EXCERPTED TEXT —

────────────────

Saturday, April 05, 2014

In Reply: Free Speech Does Not Mean Freedom From Critical Response (In fact, free speech ENCOURAGES it.)

In reply to: The absurdity of the Mozilla boycott |

He wasn't forced out for his beliefs. He was forced out for donating money to those trying to make it a law that everyone--even folks who disagreed with him--had to live according to his beliefs, for not changing his mind--or at least acknowledging that this law forcing everyone to live according to his beliefs hurt real people--and, because that has turned out not to be such a popular thing to do, especially in his industry, for being a potential financial and media drain on the company that'd just made him their public face.

The thing about free speech (in the broad sense--by this point everyone is aware that this was not government action and is therefore not a 1st A issue) is that it does not protect you from other people using their free speech to criticize what you said using yours. He spoke his mind (money being speech, n'all), a lot of folks used their speech to disagree with him and seek remedy, and the free market had it's say, as well...

────────────────

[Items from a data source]
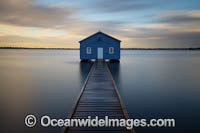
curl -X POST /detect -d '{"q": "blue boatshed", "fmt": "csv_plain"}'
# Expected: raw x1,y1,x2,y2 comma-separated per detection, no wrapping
79,31,121,61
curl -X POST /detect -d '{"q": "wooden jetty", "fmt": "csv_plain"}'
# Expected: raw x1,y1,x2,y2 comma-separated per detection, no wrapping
64,61,133,133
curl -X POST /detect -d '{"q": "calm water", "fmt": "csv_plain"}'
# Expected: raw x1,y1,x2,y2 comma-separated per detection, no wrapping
0,50,200,133
110,51,200,133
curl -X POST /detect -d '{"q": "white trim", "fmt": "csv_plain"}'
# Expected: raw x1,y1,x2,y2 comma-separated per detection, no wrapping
86,47,92,54
109,47,114,54
97,47,103,59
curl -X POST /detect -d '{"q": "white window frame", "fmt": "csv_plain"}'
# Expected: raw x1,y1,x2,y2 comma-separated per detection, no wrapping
109,47,114,54
86,47,92,54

────────────────

CHALLENGES —
A - Please rewrite the free speech reply from "He wasn't forced" up to and including "their public face.", replacing "his beliefs" with "his views".
B - According to the free speech reply, what does free speech not protect you from?
These rows were taken from a separate source.

FULL ANSWERS —
A -
He wasn't forced out for his views. He was forced out for donating money to those trying to make it a law that everyone--even folks who disagreed with him--had to live according to his views, for not changing his mind--or at least acknowledging that this law forcing everyone to live according to his views hurt real people--and, because that has turned out not to be such a popular thing to do, especially in his industry, for being a potential financial and media drain on the company that'd just made him their public face.

B - Other people using their free speech to criticize what you said.